(Data records)
::::::::::

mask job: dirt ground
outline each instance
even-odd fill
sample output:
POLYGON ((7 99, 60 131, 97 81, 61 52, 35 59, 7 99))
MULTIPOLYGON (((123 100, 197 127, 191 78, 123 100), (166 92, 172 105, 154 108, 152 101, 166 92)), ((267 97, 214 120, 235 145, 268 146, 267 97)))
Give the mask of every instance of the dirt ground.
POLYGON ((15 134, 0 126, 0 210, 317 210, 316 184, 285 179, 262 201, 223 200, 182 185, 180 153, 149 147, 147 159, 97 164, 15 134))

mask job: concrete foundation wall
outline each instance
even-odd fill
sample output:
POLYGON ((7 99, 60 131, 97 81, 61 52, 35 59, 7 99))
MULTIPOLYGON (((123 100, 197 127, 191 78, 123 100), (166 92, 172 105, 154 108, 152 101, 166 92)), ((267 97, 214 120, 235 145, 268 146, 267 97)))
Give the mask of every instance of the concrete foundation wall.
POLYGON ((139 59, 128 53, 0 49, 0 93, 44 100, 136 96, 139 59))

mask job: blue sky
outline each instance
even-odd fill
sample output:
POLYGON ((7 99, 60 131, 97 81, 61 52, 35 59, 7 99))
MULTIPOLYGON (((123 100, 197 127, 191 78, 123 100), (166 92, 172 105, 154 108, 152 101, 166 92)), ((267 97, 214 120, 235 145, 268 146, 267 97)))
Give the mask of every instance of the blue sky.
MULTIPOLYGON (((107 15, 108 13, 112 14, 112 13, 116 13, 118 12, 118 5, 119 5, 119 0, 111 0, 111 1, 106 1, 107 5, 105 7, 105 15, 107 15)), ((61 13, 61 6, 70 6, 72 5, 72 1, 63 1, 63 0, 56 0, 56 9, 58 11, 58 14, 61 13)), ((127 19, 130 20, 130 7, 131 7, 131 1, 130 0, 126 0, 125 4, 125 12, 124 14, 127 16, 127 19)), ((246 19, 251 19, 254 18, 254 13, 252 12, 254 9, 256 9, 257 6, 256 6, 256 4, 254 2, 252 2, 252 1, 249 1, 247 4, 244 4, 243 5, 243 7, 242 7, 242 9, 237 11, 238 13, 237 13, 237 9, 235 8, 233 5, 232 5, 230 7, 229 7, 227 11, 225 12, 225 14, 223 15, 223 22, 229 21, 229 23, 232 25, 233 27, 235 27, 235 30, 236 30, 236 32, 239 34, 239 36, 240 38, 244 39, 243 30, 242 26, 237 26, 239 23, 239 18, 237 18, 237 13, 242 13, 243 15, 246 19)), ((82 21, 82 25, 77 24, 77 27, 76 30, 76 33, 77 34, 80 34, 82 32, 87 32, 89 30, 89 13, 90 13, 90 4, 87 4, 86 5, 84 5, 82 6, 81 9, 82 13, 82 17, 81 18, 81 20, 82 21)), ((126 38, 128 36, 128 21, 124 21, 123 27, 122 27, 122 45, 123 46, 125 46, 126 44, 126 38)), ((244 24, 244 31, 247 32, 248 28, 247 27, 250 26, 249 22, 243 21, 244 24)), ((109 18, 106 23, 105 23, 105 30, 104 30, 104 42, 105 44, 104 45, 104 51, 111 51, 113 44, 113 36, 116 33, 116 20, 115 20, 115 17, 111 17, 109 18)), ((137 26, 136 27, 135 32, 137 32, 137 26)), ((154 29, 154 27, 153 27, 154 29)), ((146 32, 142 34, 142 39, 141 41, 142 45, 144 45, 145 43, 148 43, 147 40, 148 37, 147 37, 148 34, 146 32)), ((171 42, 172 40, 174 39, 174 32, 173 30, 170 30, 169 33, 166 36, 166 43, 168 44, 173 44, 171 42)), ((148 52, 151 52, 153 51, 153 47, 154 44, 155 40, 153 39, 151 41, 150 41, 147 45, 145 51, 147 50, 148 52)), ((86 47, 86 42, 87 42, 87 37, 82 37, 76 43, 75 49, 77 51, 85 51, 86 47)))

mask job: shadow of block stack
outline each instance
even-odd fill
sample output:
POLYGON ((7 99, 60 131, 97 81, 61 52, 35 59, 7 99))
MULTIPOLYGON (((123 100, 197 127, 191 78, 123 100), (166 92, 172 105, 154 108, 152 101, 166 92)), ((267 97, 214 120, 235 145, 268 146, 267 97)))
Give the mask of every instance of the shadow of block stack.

::::::::::

- TASK DETAILS
Would you give the material above again, complete and exact?

- THE COMPLETED TASK
mask job: dirt ground
outline each instance
even-odd fill
sample output:
POLYGON ((7 99, 60 131, 97 81, 61 52, 35 59, 7 99))
MULTIPOLYGON (((123 100, 197 127, 191 78, 123 100), (166 92, 172 105, 154 108, 152 101, 166 92)), ((267 97, 214 120, 235 145, 268 146, 267 97)))
Give the mask of every instance of the dirt ground.
POLYGON ((15 134, 0 126, 0 210, 317 210, 316 184, 285 179, 262 201, 223 200, 182 185, 180 153, 149 147, 147 159, 97 164, 15 134))

mask job: concrete foundation wall
outline each instance
even-odd fill
sample output:
POLYGON ((7 99, 60 131, 97 81, 61 52, 35 59, 7 99))
MULTIPOLYGON (((123 100, 197 127, 191 78, 123 100), (166 92, 172 105, 154 108, 152 101, 166 92)), ((267 97, 214 120, 235 145, 268 146, 267 97)))
Give the mask of every instance of the concrete foundation wall.
POLYGON ((139 59, 128 53, 0 49, 0 93, 44 100, 136 96, 139 59))

mask job: blue sky
outline each instance
even-odd fill
sample output:
POLYGON ((7 99, 60 131, 97 81, 61 52, 35 59, 7 99))
MULTIPOLYGON (((123 100, 197 127, 191 78, 123 100), (166 92, 172 105, 154 108, 152 101, 166 92)), ((267 97, 214 120, 235 145, 268 146, 267 97)))
Give the mask of every instance of the blue sky.
MULTIPOLYGON (((107 15, 108 13, 112 14, 112 13, 116 13, 118 12, 118 5, 119 5, 119 0, 111 0, 111 1, 106 1, 107 5, 105 7, 105 15, 107 15)), ((61 13, 61 6, 70 6, 72 5, 72 1, 63 1, 63 0, 56 0, 56 9, 58 11, 58 14, 61 13)), ((127 19, 130 20, 130 7, 131 7, 131 1, 130 0, 126 0, 125 4, 125 12, 124 14, 127 16, 127 19)), ((246 19, 251 19, 254 18, 254 13, 252 12, 254 9, 256 9, 257 6, 256 6, 256 4, 254 2, 252 2, 252 1, 249 1, 247 4, 244 4, 243 5, 243 7, 242 7, 242 9, 237 11, 238 13, 237 13, 237 9, 235 8, 233 5, 232 5, 230 7, 229 7, 227 11, 225 12, 225 14, 223 15, 223 22, 229 21, 229 23, 232 25, 233 27, 235 27, 235 30, 236 30, 236 32, 239 34, 239 36, 240 38, 244 39, 243 30, 242 26, 237 26, 239 23, 239 18, 237 18, 237 13, 242 13, 243 15, 246 19)), ((82 21, 82 25, 77 24, 77 27, 76 30, 76 33, 77 34, 80 34, 82 32, 87 32, 89 30, 89 13, 90 13, 90 4, 87 4, 86 5, 84 5, 82 6, 81 9, 82 13, 82 17, 81 18, 81 20, 82 21)), ((126 38, 128 36, 128 21, 124 21, 123 27, 122 27, 122 45, 123 46, 125 46, 126 44, 126 38)), ((244 24, 244 31, 247 32, 248 28, 247 27, 250 26, 249 22, 243 21, 244 24)), ((109 18, 106 23, 105 23, 105 30, 104 30, 104 42, 105 44, 104 45, 104 51, 111 51, 113 44, 113 36, 116 33, 116 20, 115 20, 115 17, 111 17, 109 18)), ((137 26, 136 27, 135 32, 137 32, 137 26)), ((154 29, 154 27, 153 27, 154 29)), ((146 32, 142 34, 142 39, 141 41, 142 45, 144 45, 145 43, 148 43, 147 40, 148 37, 147 37, 148 34, 146 32)), ((171 42, 172 40, 174 39, 174 32, 173 30, 170 30, 169 33, 166 36, 166 43, 168 44, 173 44, 171 42)), ((148 52, 151 52, 153 51, 153 47, 154 44, 155 40, 153 39, 151 41, 150 41, 147 45, 145 51, 147 50, 148 52)), ((86 47, 86 42, 87 42, 87 37, 82 37, 76 43, 75 49, 77 51, 85 51, 86 47)))

mask job: shadow of block stack
outline each instance
even-odd fill
sample output:
POLYGON ((7 99, 60 131, 97 81, 61 52, 35 59, 7 99))
MULTIPOLYGON (((123 100, 197 127, 191 78, 123 100), (166 92, 172 105, 154 108, 152 101, 166 92)), ((267 97, 214 120, 235 145, 268 146, 267 97)))
Give the mask of every instance of the shadow of block stack.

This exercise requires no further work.